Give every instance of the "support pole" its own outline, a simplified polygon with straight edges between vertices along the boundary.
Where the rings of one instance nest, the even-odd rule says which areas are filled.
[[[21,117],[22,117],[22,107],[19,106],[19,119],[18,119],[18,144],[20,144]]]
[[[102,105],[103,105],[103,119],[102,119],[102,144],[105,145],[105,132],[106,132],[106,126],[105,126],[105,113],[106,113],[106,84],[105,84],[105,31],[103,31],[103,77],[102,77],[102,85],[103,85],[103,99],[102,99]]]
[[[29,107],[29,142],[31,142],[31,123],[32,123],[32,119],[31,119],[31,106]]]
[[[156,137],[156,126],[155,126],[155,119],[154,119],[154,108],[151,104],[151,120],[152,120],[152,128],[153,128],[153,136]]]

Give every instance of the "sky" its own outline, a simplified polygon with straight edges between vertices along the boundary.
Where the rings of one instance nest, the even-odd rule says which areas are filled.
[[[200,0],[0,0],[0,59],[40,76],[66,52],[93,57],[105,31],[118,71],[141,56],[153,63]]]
-*-
▶ SHORT EXERCISE
Reproduce every line of the records, requests included, and offset each x and y coordinate in the polygon outlines by adding 89 to it.

▶ SOLUTION FOR THIS TASK
Give every instance of the "support pole" its own outline, a simplified polygon with straight edges between vertices along the boundary.
Where the rings of one instance nest, the even-odd rule says which areas are filled.
[[[110,206],[111,206],[111,196],[108,195],[108,208],[107,208],[107,233],[109,233]]]
[[[191,194],[192,194],[192,208],[191,208],[191,233],[194,234],[194,221],[195,221],[195,215],[194,215],[194,202],[195,202],[195,173],[194,173],[194,120],[192,120],[192,166],[191,166],[191,174],[192,174],[192,188],[191,188]]]
[[[118,196],[118,231],[120,231],[120,212],[121,212],[121,208],[120,208],[120,195]]]
[[[245,226],[245,215],[244,215],[244,208],[243,208],[243,197],[240,193],[240,209],[241,209],[241,217],[242,217],[242,225]]]

Give every instance of the "sky" its own outline, a simplified polygon with straight edges between vertices along the boundary.
Where the rings of one instance nest, the even-odd rule says which areas are filled.
[[[289,89],[89,89],[89,148],[129,165],[155,141],[182,146],[194,120],[207,160],[230,145],[242,152]]]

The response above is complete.